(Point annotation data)

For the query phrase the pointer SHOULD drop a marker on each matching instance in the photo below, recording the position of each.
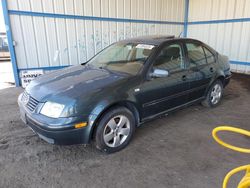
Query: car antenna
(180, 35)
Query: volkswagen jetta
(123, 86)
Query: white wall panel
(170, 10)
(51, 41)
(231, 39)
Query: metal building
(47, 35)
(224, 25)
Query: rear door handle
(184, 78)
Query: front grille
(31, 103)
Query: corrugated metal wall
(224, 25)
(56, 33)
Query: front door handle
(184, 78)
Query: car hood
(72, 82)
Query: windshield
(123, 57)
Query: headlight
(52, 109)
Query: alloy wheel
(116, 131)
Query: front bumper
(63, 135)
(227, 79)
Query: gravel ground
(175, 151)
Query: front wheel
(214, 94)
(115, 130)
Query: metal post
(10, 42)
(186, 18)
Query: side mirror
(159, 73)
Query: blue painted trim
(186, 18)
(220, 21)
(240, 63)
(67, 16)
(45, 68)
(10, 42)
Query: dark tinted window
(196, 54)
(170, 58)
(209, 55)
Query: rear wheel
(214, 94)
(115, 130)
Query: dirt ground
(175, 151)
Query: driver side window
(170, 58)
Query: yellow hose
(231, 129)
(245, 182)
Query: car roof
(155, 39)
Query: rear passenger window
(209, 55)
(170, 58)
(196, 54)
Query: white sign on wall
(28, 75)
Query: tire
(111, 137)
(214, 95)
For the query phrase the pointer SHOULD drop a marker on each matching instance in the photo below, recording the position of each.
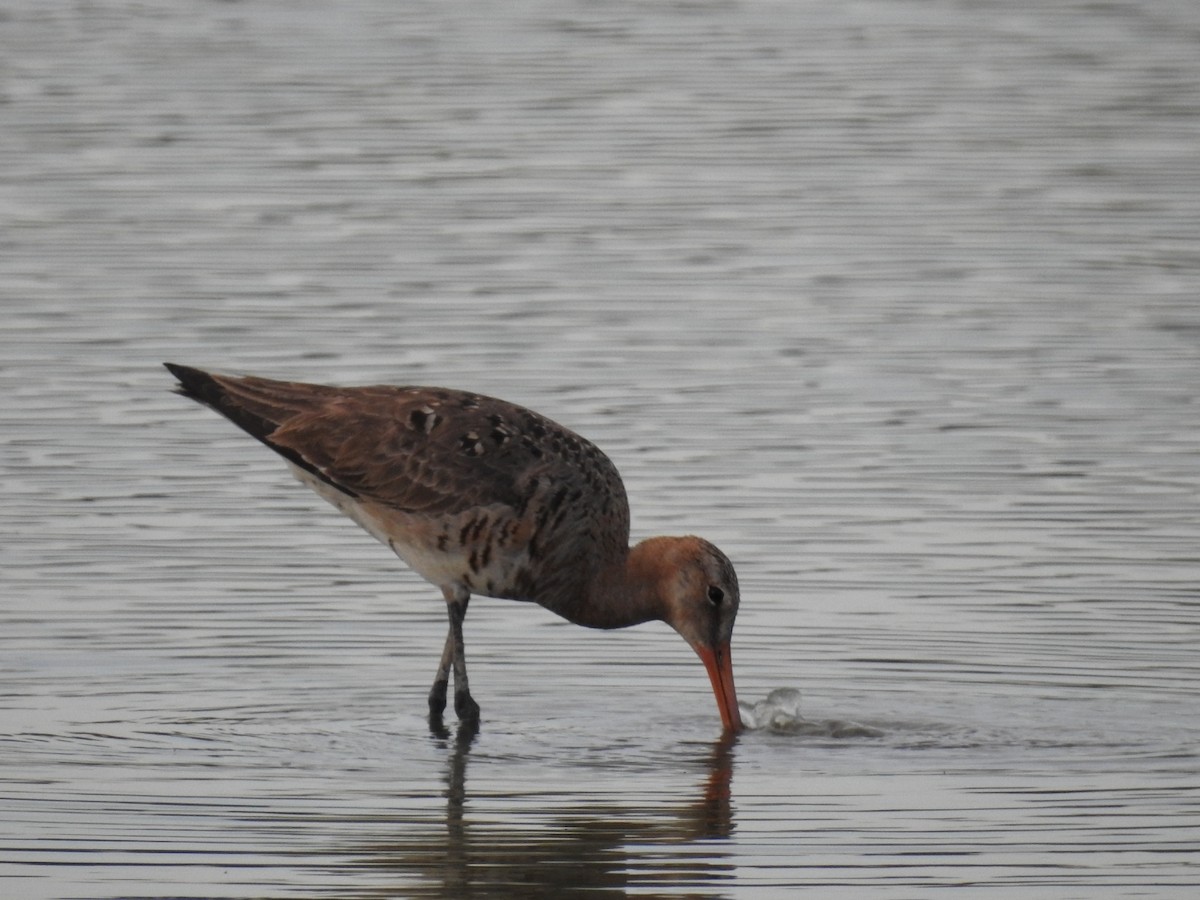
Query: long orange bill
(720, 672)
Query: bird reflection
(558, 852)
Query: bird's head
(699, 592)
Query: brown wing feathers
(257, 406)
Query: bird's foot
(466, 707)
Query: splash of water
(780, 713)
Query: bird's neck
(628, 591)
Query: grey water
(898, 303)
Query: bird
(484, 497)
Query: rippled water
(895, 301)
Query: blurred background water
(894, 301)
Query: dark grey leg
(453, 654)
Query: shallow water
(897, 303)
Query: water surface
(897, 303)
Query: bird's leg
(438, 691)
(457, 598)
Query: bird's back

Task instructions
Rewrite every line from the one with "Query: metal post" through the end of the data, keeping the lines that begin with "Query:". Shift each answer coordinate by adding 110 to both numbers, and leave out the pictures.

The reply
Query: metal post
(120, 152)
(296, 128)
Query: side mirror
(269, 183)
Query: blue painted trim
(296, 128)
(330, 131)
(350, 173)
(177, 126)
(155, 178)
(120, 152)
Query: dark tinted window
(306, 164)
(280, 168)
(319, 165)
Query: rear wheel
(324, 204)
(225, 240)
Query: dirt ground
(285, 261)
Query: driver side window
(280, 168)
Query: yellow hose
(341, 239)
(355, 292)
Query: car roof
(265, 149)
Query: rear passenger window
(319, 165)
(280, 168)
(306, 164)
Query: white sign on wall
(138, 185)
Query: tire
(221, 247)
(324, 205)
For the query phrase the pointer SHOULD drop a marker on each matching instance in the photo below, recording the position of each.
Query: long orange bill
(830, 782)
Query: bird reflection
(668, 962)
Query: bird's head
(809, 702)
Query: brown wing feathers
(367, 516)
Query: bird's foot
(576, 817)
Query: splash of water
(890, 823)
Query: bird's neck
(738, 701)
Query: grey water
(1008, 413)
Query: bird
(594, 607)
Query: rippled water
(1005, 411)
Query: blurred background water
(1004, 411)
Query: dark grey leg
(563, 764)
Query: shallow water
(1007, 413)
Query: water surface
(1007, 413)
Query: bird's leg
(548, 801)
(567, 708)
Query: bird's back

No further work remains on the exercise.